┏━━
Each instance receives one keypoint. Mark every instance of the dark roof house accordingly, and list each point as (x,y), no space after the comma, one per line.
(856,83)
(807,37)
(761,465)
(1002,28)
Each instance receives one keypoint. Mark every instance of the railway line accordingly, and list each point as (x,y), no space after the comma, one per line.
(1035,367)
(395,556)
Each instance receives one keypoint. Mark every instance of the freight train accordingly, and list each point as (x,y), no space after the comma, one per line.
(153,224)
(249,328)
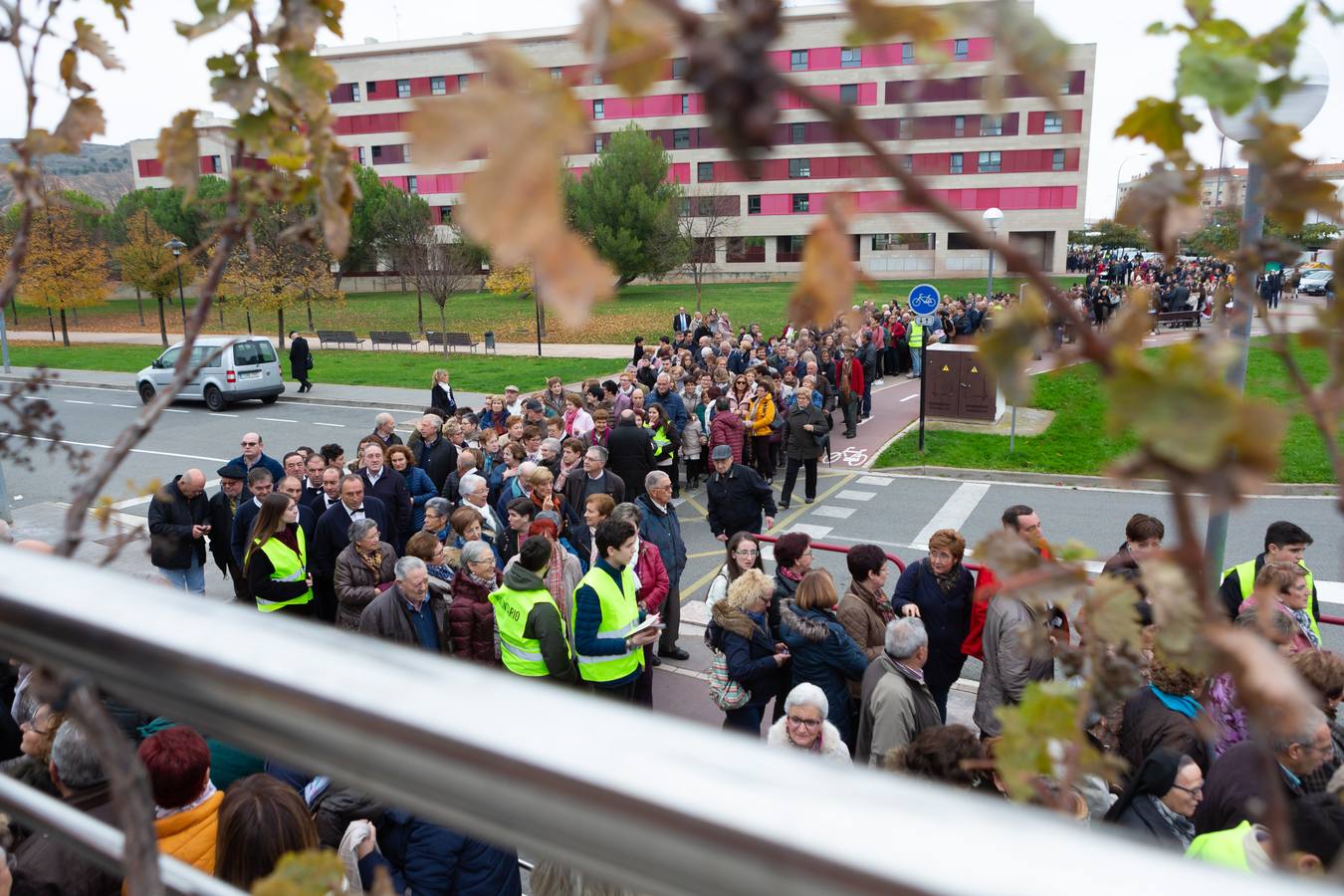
┗━━
Short exercise
Reproduce all of the lines above verbatim, in their original order. Omit the picture from the output.

Solution for this task
Each instance receives one keypoint. Mark every instance of the dark roof house accordingly, and list each point as (x,y), no space after the comma, one per line.
(856,83)
(807,37)
(761,465)
(1002,28)
Each instance receives one keypoint. Mark every instance of the railway line accordingly, and list each point as (x,y), no space after the comma, one per line.
(1035,367)
(395,556)
Each instance receives one keypoint. Mark every instance of the freight train accordingly, and list each point as (x,y), no space after the comma, one per line.
(153,224)
(249,328)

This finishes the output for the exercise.